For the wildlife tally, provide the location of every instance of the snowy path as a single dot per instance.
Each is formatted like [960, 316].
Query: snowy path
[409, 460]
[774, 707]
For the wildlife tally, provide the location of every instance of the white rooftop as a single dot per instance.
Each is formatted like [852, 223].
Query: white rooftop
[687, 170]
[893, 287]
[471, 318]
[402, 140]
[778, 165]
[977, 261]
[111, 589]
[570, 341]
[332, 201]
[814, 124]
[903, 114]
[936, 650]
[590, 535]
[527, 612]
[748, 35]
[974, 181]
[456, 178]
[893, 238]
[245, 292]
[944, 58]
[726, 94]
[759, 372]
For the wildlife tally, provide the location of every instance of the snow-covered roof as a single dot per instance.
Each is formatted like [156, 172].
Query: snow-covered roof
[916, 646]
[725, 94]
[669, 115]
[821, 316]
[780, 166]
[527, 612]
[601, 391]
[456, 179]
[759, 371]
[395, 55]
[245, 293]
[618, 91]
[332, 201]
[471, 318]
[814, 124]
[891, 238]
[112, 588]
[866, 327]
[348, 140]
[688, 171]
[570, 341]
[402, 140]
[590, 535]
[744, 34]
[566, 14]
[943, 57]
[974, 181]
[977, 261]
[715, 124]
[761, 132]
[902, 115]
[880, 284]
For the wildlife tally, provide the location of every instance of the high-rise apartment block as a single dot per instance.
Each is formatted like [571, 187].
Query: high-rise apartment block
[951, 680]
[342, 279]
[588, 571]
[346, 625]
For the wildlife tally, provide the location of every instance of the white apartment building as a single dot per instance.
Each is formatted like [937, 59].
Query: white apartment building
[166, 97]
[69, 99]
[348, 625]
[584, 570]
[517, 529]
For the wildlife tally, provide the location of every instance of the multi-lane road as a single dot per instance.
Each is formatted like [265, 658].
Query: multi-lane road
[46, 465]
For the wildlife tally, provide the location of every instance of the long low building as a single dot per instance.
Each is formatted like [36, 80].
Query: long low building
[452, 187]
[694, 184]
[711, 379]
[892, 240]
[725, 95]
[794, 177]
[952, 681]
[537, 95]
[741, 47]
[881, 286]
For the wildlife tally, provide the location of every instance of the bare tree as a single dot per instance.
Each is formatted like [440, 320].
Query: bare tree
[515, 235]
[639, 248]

----

EXERCISE PROMPT |
Express all of the data above as a JSON list of strings, with one string per line and no entries for blank lines.

TASK ANSWER |
[
  "For the wildlife tally, provide the location of every instance of the snowy path as a single dot per instance.",
  "Each is formatted like [960, 316].",
  "Query: snowy path",
  "[409, 460]",
  "[774, 707]",
  "For the wildlife tally, provide the location of every instance of the white rooftop as a single dot per instance.",
  "Each is formatted like [852, 223].",
  "Query: white rooftop",
  "[687, 170]",
  "[893, 287]",
  "[471, 318]",
  "[402, 140]",
  "[778, 165]",
  "[977, 261]",
  "[111, 589]",
  "[570, 341]",
  "[332, 201]",
  "[814, 124]",
  "[903, 114]",
  "[936, 650]",
  "[590, 535]",
  "[527, 612]",
  "[748, 35]",
  "[974, 181]",
  "[456, 178]",
  "[893, 238]",
  "[245, 292]",
  "[944, 58]",
  "[726, 94]",
  "[759, 372]",
  "For the wildlife tally, provide the location of every instance of the snow-covered roof as a single dot per instance.",
  "Each is formatted like [156, 172].",
  "Query: snow-covered roof",
  "[916, 646]",
  "[725, 94]",
  "[669, 115]",
  "[821, 316]",
  "[780, 166]",
  "[527, 612]",
  "[601, 391]",
  "[456, 179]",
  "[759, 371]",
  "[395, 55]",
  "[245, 293]",
  "[618, 91]",
  "[332, 201]",
  "[471, 318]",
  "[814, 124]",
  "[891, 238]",
  "[112, 588]",
  "[866, 327]",
  "[348, 140]",
  "[688, 171]",
  "[570, 341]",
  "[402, 140]",
  "[590, 535]",
  "[744, 34]",
  "[566, 14]",
  "[943, 57]",
  "[974, 181]",
  "[977, 261]",
  "[715, 124]",
  "[761, 132]",
  "[902, 115]",
  "[880, 284]",
  "For the wildlife tally, provide the location of every instance of the high-rise apartment block as a single dot per instance.",
  "Each is formatted like [571, 187].",
  "Query: high-rise apartment block",
  "[951, 680]",
  "[342, 279]",
  "[588, 571]",
  "[346, 625]",
  "For the wildlife tally, provide the location of every instance of the white apartment building as a single dot per instance.",
  "Each is formatted like [937, 59].",
  "Query: white apartment building",
  "[166, 97]",
  "[69, 99]",
  "[348, 625]",
  "[584, 570]",
  "[517, 529]",
  "For the wildlife tally, provide the location of every instance of the multi-lane road as a single dot per instance.",
  "Each is formatted like [265, 658].",
  "Query: multi-lane road",
  "[46, 465]",
  "For the wildlife tally, provide the location of every instance of the long low building as a single dot per instance.",
  "Each is formatted like [36, 80].",
  "Query: long low building",
  "[452, 187]",
  "[694, 184]",
  "[711, 379]",
  "[892, 240]",
  "[725, 95]",
  "[794, 177]",
  "[952, 681]",
  "[537, 95]",
  "[741, 47]",
  "[881, 286]",
  "For the wildlife tally, provide the location of every instance of the bare tree as a single dot per instance.",
  "Each is formatted like [440, 320].",
  "Query: bare tree",
  "[515, 235]",
  "[639, 248]"
]